▶ Task brief:
Write out every item below verbatim, leaving the pictures out.

+++

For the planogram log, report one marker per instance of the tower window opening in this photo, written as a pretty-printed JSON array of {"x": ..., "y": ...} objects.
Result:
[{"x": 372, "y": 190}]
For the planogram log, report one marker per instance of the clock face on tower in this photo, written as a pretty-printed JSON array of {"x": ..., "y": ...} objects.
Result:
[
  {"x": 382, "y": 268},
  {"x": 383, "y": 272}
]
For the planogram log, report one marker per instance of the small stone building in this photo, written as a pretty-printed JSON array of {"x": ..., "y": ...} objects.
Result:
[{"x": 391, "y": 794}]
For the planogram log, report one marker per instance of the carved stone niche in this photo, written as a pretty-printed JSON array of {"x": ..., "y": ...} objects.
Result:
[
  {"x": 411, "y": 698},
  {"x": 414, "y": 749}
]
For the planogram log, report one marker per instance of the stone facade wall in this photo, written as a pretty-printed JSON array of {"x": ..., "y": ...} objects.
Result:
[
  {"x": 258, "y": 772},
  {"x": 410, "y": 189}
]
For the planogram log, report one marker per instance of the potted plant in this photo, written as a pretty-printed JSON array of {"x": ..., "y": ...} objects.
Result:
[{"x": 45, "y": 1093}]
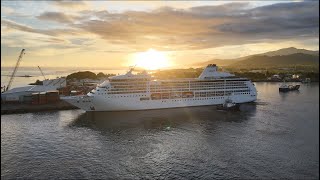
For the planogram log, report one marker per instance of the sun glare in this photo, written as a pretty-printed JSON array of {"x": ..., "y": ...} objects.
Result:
[{"x": 151, "y": 59}]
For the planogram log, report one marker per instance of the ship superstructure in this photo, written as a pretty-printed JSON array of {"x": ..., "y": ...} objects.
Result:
[{"x": 140, "y": 91}]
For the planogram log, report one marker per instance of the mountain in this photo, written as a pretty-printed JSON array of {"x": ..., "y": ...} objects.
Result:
[
  {"x": 290, "y": 50},
  {"x": 259, "y": 61},
  {"x": 280, "y": 58}
]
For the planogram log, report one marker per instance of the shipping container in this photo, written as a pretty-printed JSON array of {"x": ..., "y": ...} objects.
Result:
[
  {"x": 42, "y": 98},
  {"x": 35, "y": 98},
  {"x": 27, "y": 99},
  {"x": 52, "y": 96}
]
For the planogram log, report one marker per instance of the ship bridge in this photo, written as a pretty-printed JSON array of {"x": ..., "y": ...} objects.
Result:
[{"x": 130, "y": 76}]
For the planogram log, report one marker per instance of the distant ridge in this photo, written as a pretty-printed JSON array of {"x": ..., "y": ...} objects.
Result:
[
  {"x": 290, "y": 50},
  {"x": 290, "y": 60},
  {"x": 280, "y": 58}
]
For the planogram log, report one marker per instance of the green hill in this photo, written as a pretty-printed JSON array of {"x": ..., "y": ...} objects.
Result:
[{"x": 262, "y": 61}]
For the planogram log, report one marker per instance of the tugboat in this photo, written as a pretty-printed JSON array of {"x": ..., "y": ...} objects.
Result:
[
  {"x": 228, "y": 105},
  {"x": 285, "y": 88}
]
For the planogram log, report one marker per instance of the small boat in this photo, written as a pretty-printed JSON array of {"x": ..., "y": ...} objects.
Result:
[
  {"x": 228, "y": 105},
  {"x": 285, "y": 87},
  {"x": 306, "y": 80},
  {"x": 294, "y": 87}
]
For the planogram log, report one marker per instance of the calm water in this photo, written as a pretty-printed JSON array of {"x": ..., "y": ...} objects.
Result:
[
  {"x": 49, "y": 72},
  {"x": 276, "y": 137}
]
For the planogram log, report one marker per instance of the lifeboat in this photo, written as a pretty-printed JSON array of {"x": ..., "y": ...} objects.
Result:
[
  {"x": 188, "y": 94},
  {"x": 155, "y": 96}
]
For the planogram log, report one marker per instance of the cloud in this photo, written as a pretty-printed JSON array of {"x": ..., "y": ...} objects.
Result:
[
  {"x": 205, "y": 26},
  {"x": 71, "y": 5},
  {"x": 201, "y": 27},
  {"x": 56, "y": 16},
  {"x": 50, "y": 32}
]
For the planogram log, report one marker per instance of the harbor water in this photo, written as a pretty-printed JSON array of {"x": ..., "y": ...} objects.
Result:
[{"x": 275, "y": 137}]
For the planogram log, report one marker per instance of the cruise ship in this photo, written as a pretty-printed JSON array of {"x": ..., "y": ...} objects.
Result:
[{"x": 141, "y": 92}]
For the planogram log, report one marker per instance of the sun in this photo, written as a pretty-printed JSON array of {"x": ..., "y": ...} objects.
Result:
[{"x": 151, "y": 59}]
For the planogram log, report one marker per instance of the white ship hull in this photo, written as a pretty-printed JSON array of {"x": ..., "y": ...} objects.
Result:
[
  {"x": 139, "y": 92},
  {"x": 134, "y": 103}
]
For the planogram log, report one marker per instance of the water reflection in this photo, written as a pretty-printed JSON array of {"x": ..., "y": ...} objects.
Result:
[
  {"x": 163, "y": 119},
  {"x": 284, "y": 95}
]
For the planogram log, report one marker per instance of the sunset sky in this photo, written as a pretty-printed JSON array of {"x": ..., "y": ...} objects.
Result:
[{"x": 114, "y": 34}]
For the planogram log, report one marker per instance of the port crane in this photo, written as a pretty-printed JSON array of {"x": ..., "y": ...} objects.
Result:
[
  {"x": 15, "y": 70},
  {"x": 42, "y": 73}
]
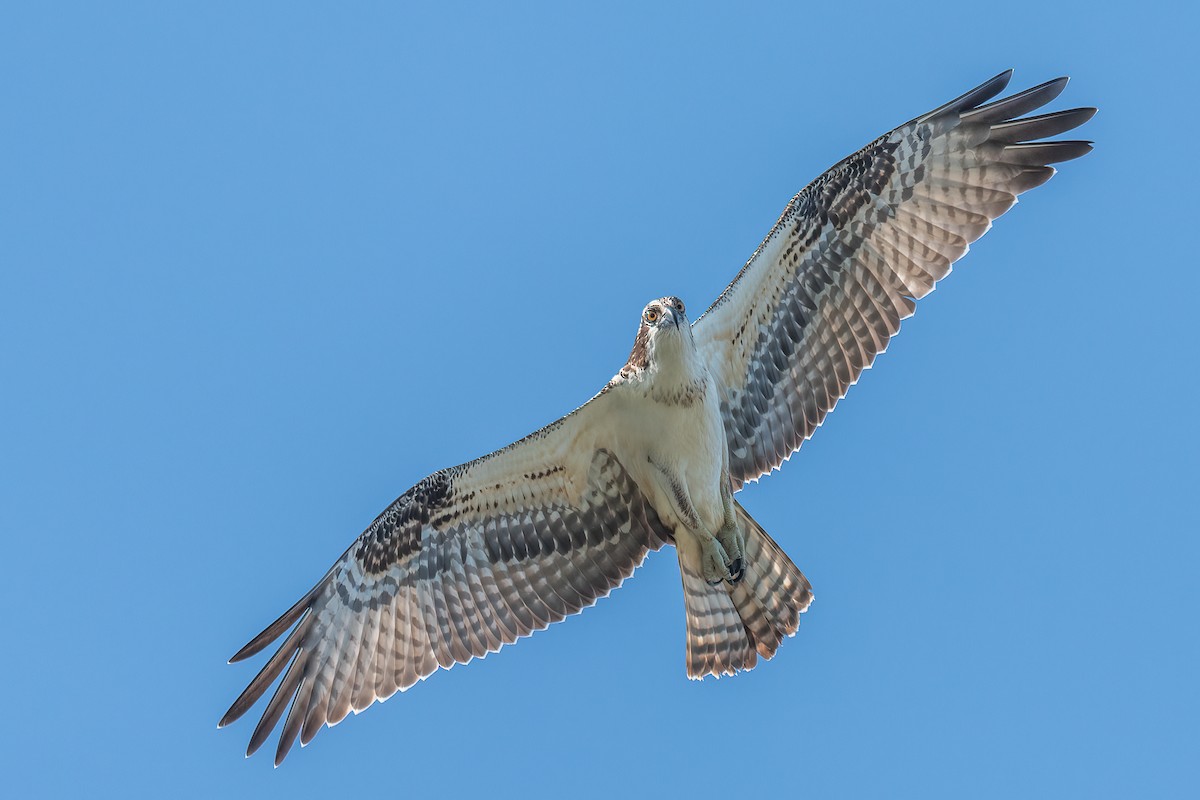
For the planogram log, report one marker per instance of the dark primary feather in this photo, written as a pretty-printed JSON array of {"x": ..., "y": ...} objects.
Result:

+++

▶ Answer to the problem:
For the planogram log, report one marker per instance of the tower window opening in this photo, written as a pretty-printed JSON array of {"x": ..., "y": ...} objects.
Result:
[{"x": 372, "y": 190}]
For the planogram log, report one marker per instance of the clock face on tower in this photo, written as a pretty-printed JSON array of {"x": ..., "y": ...} objects.
Result:
[
  {"x": 382, "y": 268},
  {"x": 383, "y": 272}
]
For the planogram log, report one marker per instance of the small stone building in this photo, written as a pretty-printed JSON array of {"x": ..., "y": ...} objects.
Result:
[{"x": 391, "y": 794}]
For the planogram log, report one marker per instance of the carved stone niche in this photo, written as a pretty-printed JSON array of {"x": ..., "y": ...} objects.
Result:
[
  {"x": 411, "y": 698},
  {"x": 414, "y": 749}
]
For the planogram log, report one marker per instance of the stone facade wall in this photo, written as a pretty-printed JSON array of {"x": ..., "y": ...} objects.
Result:
[
  {"x": 258, "y": 772},
  {"x": 410, "y": 189}
]
For the planogram log, report one marker per instance of the potted plant in this photo, written as a pretty-printed JSON array of {"x": ..., "y": ...} objects.
Result:
[{"x": 45, "y": 1093}]
For the planogram log, report one marker per instance of the sun glare in this photo, written as a pretty-printed JSON array of {"x": ..., "y": ...} objects.
Result:
[{"x": 151, "y": 59}]
For the planogram log, report one marker per instance of the ship superstructure in this photo, written as a pretty-printed JSON array of {"x": ..., "y": ...} objects.
Result:
[{"x": 140, "y": 91}]
For the planogram log, report one marker per instance of the mountain in this photo, written as a pretty-printed JSON array of {"x": ..., "y": ...} objects.
Result:
[
  {"x": 290, "y": 50},
  {"x": 259, "y": 61},
  {"x": 280, "y": 58}
]
For the planogram log, report one marker per instance of the shipping container in this photo, written as a pretty-printed JSON array of {"x": ..., "y": ...} objects.
Result:
[
  {"x": 42, "y": 98},
  {"x": 35, "y": 98},
  {"x": 27, "y": 99},
  {"x": 52, "y": 96}
]
For the planogram log, report one marker per instance of the ship bridge in this photo, written as a pretty-printed JSON array of {"x": ..., "y": ...} objects.
Result:
[{"x": 130, "y": 76}]
For the planogram log, report one marker per instance of the distant ridge in this photo, written as a pretty-printed JSON array of {"x": ..., "y": ...} objects.
Result:
[
  {"x": 290, "y": 50},
  {"x": 290, "y": 60},
  {"x": 280, "y": 58}
]
For the planogram log, report one marker per instance of the green hill in this photo, written as a pretty-printed JSON array of {"x": ..., "y": ...} objects.
Result:
[{"x": 262, "y": 61}]
For the planogram log, report one marker per instance of the tugboat in this photo, written as a pretty-printed JSON array of {"x": ..., "y": ...} objects.
Result:
[
  {"x": 228, "y": 105},
  {"x": 285, "y": 88}
]
For the planogram log, report one marker per instance of the small boat in this photo, written as a pretty-printed JSON array of {"x": ..., "y": ...} objects.
Result:
[
  {"x": 228, "y": 105},
  {"x": 285, "y": 87},
  {"x": 306, "y": 80},
  {"x": 294, "y": 87}
]
For the planogram log, report one marker per instance of the calm water in this photo, written as a pretty-printed JSON array of {"x": ..., "y": ...} objects.
Result:
[
  {"x": 49, "y": 72},
  {"x": 276, "y": 137}
]
For the planogram log, report one marker per instance of the lifeboat in this photo, written as a pretty-printed JSON array of {"x": ..., "y": ...} objects.
Result:
[
  {"x": 188, "y": 94},
  {"x": 155, "y": 96}
]
For the planogram log, report one marker per instance of the cloud in this photo, written as a pretty-printed JSON array of {"x": ..., "y": ...} objects.
Result:
[
  {"x": 205, "y": 26},
  {"x": 71, "y": 5},
  {"x": 201, "y": 27},
  {"x": 56, "y": 16},
  {"x": 50, "y": 32}
]
For the planogram log, report one marker per instance of the harbor water in this photo, written as a pretty-printed JSON array of {"x": ..., "y": ...} objects.
Result:
[{"x": 275, "y": 137}]
For the planogram log, report one marker per instance of the cruise ship in this photo, written as a pretty-printed JSON array of {"x": ..., "y": ...} objects.
Result:
[{"x": 141, "y": 92}]
For the planogram log, report one marker per instance of the sun in this photo, written as a pretty-printed JSON array of {"x": ..., "y": ...} objects.
Result:
[{"x": 151, "y": 59}]
For the planogram log, report one marker per instance of the white ship hull in this photo, written as a pretty-printed JSON array of {"x": ..., "y": ...} objects.
Result:
[
  {"x": 139, "y": 92},
  {"x": 134, "y": 103}
]
For the planogram log, report one marker per instance of the water reflection in this photo, written as a pretty-printed JSON array of {"x": ..., "y": ...} objects.
Result:
[
  {"x": 163, "y": 119},
  {"x": 284, "y": 95}
]
For the planogram log, report one marker per instance of the sunset sky in this photo, written as a pretty-printed JSON array of {"x": ..., "y": ...} objects.
Result:
[{"x": 114, "y": 34}]
For the planogram log, report one marker per instance of the port crane in this photo, written as a pretty-printed JSON array of {"x": ..., "y": ...} objects.
Result:
[
  {"x": 15, "y": 70},
  {"x": 42, "y": 73}
]
For the planogram log, report one marker per instance of the dark primary feather in this photo, written as a pretty-printed JSON array of {"x": ..., "y": ...} objects.
Result:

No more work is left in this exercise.